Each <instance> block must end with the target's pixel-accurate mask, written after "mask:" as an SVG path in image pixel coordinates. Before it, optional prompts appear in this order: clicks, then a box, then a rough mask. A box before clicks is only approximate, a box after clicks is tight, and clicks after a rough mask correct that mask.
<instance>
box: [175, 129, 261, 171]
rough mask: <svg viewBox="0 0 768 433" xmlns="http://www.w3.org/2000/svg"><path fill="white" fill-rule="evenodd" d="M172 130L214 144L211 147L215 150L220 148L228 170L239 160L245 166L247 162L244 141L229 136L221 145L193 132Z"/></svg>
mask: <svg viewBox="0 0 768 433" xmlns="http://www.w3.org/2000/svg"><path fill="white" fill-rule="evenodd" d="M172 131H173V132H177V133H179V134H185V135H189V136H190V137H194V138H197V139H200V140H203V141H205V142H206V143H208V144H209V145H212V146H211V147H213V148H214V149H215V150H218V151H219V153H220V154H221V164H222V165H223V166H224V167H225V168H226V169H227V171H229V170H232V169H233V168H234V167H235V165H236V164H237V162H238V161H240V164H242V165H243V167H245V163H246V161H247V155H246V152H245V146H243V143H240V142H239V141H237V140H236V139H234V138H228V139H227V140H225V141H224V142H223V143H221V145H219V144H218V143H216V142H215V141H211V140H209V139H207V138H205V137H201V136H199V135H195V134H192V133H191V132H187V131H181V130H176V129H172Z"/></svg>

#### Problem to solve:
Extract every line of the data above and copy each one out unchanged, character for character.

#### Answer below:
Each <instance> block must end with the target's pixel-accurate mask, written after "mask:" as an SVG path in image pixel coordinates. Before it, optional prompts appear in this order: clicks, then a box, then a rough mask. A box before clicks is only approximate, a box after clicks is tight, and clicks after a rough mask correct that mask.
<instance>
box: [175, 129, 261, 171]
rough mask: <svg viewBox="0 0 768 433" xmlns="http://www.w3.org/2000/svg"><path fill="white" fill-rule="evenodd" d="M172 130L214 144L211 147L215 150L220 148L228 170L239 160L245 166L247 162L244 141L229 136L221 145L193 132Z"/></svg>
mask: <svg viewBox="0 0 768 433" xmlns="http://www.w3.org/2000/svg"><path fill="white" fill-rule="evenodd" d="M172 131H173V132H177V133H179V134H185V135H189V136H190V137H194V138H197V139H200V140H203V141H205V142H206V143H208V144H209V145H212V146H211V147H213V148H214V149H215V150H218V151H219V153H220V154H221V164H222V165H223V166H224V167H225V168H226V169H227V171H229V170H232V169H233V168H234V167H235V165H236V164H237V162H238V161H240V164H242V165H243V167H245V163H246V161H247V155H246V152H245V146H243V143H240V142H239V141H237V140H236V139H234V138H228V139H227V140H225V141H224V142H223V143H221V145H219V144H218V143H216V142H215V141H211V140H209V139H207V138H205V137H201V136H199V135H195V134H192V133H191V132H187V131H181V130H176V129H172Z"/></svg>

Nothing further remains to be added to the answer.